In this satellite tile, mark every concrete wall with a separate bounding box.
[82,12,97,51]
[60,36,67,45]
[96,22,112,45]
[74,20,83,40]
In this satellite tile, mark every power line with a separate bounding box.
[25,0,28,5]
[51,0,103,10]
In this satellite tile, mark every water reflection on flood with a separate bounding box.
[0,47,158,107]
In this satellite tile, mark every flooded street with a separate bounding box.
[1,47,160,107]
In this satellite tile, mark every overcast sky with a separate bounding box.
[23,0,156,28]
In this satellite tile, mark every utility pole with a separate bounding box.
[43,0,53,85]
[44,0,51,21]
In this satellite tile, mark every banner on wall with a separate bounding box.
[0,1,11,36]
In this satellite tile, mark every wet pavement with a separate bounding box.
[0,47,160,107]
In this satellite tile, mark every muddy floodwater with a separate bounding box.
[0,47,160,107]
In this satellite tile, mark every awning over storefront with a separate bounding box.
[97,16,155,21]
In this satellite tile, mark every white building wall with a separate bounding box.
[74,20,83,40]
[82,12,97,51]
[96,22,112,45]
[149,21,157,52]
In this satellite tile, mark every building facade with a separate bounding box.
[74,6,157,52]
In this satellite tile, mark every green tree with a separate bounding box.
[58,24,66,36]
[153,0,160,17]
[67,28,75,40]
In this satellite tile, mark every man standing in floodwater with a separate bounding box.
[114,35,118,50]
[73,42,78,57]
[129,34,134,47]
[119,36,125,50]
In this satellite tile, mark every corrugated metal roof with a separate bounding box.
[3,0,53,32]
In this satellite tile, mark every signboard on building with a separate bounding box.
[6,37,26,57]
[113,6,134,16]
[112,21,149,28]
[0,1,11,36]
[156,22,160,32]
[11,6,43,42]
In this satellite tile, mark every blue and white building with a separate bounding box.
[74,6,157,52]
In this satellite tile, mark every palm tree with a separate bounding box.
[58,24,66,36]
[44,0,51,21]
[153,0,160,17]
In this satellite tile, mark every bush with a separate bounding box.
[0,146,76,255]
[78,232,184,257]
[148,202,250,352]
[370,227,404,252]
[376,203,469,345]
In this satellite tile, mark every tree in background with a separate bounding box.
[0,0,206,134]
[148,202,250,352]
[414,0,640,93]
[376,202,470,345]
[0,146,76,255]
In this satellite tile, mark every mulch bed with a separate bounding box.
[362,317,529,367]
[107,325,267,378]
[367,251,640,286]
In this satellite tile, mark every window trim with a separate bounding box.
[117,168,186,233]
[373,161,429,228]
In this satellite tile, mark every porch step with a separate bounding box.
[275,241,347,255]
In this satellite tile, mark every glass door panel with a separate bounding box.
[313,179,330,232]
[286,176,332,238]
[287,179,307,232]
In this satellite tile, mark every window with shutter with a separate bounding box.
━━━
Stated exercise.
Repeat the entries starting at the line with "In this satellite tile, mark every mulch" and ending at the line with "[287,179,307,232]", swapping "porch step" for "front step" and leaving the rest unchanged.

Response for this exercise.
In this satellite tile, mark every mulch bed with a separate bounding box.
[362,317,529,367]
[107,325,267,378]
[367,251,640,286]
In this satellite tile, mark every window trim with a separate bounding box.
[117,168,186,233]
[373,161,429,228]
In this satellite tile, mark every front step with a separate bounding box.
[275,241,347,255]
In this satellite tile, mark every glass door panel with a separate bounding box.
[313,179,330,232]
[286,176,332,238]
[287,179,307,232]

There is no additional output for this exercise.